• Source passage:
######

In 2015, Oxfam published the “40 faces 40 years” photo exhibition, profiling 40 Sahrawi refugees four decades after the Western Sahara conflict erupted in 1975 forcing tens of thousands to flee to neighboring Algeria, where they remain to this day. This exhibition provided an opportunity to shed a light on the lives of generations of individuals born and raised in displacement.
Five years later, little has changed – the Sahrawi refugee population is marking their 45th year in camps situated in the middle of the Algerian Sahara, where life remains incredibly difficult.
Temperatures reach up to 50 degrees Celsius in summer and dip below zero degrees in winter, and most refugees remain dependent on humanitarian aid to meet their most basic needs, including access to food, water, and shelter.
Throughout 2020, the COVID-19 pandemic has only further exacerbated chronic hunger and poverty in the camps.
“40 faces 40 years”, five years later
The path to a peaceful resolution of the conflict has also grown significantly more precarious in recent weeks. The collapse of the 29-year long ceasefire on 13 November and the eruption of military clashes between the Frente Polisario and Morocco presents a threat regional stability, renews fears for the security and future of Sahrawi refugees, and has greatly set back diplomatic efforts made in recent years to achieve a political solution.
As Sahrawi refugees embark upon their 46th year of displacement, Oxfam caught up with several of the individuals profiled in our “40 faces” exhibit to find out how their lives have – or have not – changed over the past five years.
“Said has grown a lot in the last five years. He is beginning to study, and we are letting him and his siblings be more independent – they can go out alone to play with their friends, for example,” says Said’s mother, Ladiba Lehcene Ahmada.
“As he continues to grow, he will study well and graduate from school. I wish that he will find work that he loves to do, and that he will grow independent but continue to rely on and support his community. I truly believe that he will see an end to our displacement in his lifetime.”
Said’s older brother, Sidahmed, has also grown up significantly in the past five years. “Sidahmed is the oldest of his brothers and sisters, and I can see that he has taken on this responsibility as he gets older,” Ladiba shares.
“As he gets older, he is understanding what distinguishes himself and his friends and siblings from other children around the world – the access to education, their environment and the places the play, their food and clothes. He can see that it is not the same for children elsewhere. But we try to compensate with all available means – we shower them in love, affection, and guidance. This is what is ultimately important in raising our children.”
“My plays with his friends, but in the past five years he has become serious about his studies,” shares Housain’s mother Salka. “His dream is to become a doctor, and I hope for him that he will achieve it. I know this is a concrete way for him to benefit society.”
“Housain asks me all the time if we will return to the land we were displaced from. Always, I answer ‘soon.’ I hope that will become true.”
“Very little has changed in my life in the last five years. I’m still displaced, still waiting to return home. I hope that considering recent developments, the international community will act fast to help us find a solution that will achieve self-determination,” Habba shares.
“Being a refugee is difficult – the feeling of homelessness is challenging for me existentially. But practically, having little work available in the camps, and the climate that we endure are always difficult. I wish the world could feel and understand our suffering and realize that we only want to live with dignity. I wish they would pay attention.”
“In the past five years my life has changed a lot – I’m married now and have two children. I love being a mother and taking on the responsibility of caring for a family, it has made me really happy. But I have family abroad in Barcelona, and my children have been unable to meet them because it is difficult for us to travel. I hope that one day they will benefit from the summer travel trips sponsored by Spanish citizens that I took place in when I was younger. More important than Spain, though, would be for them – and me – to first return to our homeland. The thought that my children could be born and raised in these camps, always waiting to return home just like me, is immensely sad.”
“Since 2015, I have had a new child and I am continuing to take care of my family happily and with love. I am still working as a hairdresser, basically still living the same routine. Five years ago, I was teaching Spanish, but I’ve left that work to focus more on my family and my barber business. I still love to teach, though, and I help children in my neighborhood review their lessons. Many of my old students visit me at home to practice and review. But the truth is, not much has changed for us during this time.”

######

• Information provided:
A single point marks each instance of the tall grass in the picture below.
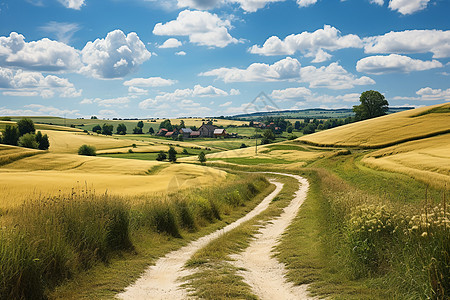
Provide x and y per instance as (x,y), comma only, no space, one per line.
(48,240)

######

From the article on Sahrawi refugees, write out everything from "In 2015, Oxfam" down to "remains incredibly difficult.", word for word. The data above come from a source unrelated to the article on Sahrawi refugees.

• Answer box:
In 2015, Oxfam published the “40 faces 40 years” photo exhibition, profiling 40 Sahrawi refugees four decades after the Western Sahara conflict erupted in 1975 forcing tens of thousands to flee to neighboring Algeria, where they remain to this day. This exhibition provided an opportunity to shed a light on the lives of generations of individuals born and raised in displacement.
Five years later, little has changed – the Sahrawi refugee population is marking their 45th year in camps situated in the middle of the Algerian Sahara, where life remains incredibly difficult.